-- START --

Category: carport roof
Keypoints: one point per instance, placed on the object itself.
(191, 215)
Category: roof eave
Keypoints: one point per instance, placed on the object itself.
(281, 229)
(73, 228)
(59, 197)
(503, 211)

-- END --

## TASK PROMPT
Rewrite all the rows above, putting "occurrence" wherever "instance" appears and leaving everything else unchanged.

## RESPONSE TO THE EXERCISE
Category: carport roof
Keypoints: one point per occurrence, placed on the object itself.
(191, 215)
Category: roof eave
Keypoints: one point per occurrence, placed on the object itself.
(281, 229)
(73, 228)
(59, 197)
(503, 211)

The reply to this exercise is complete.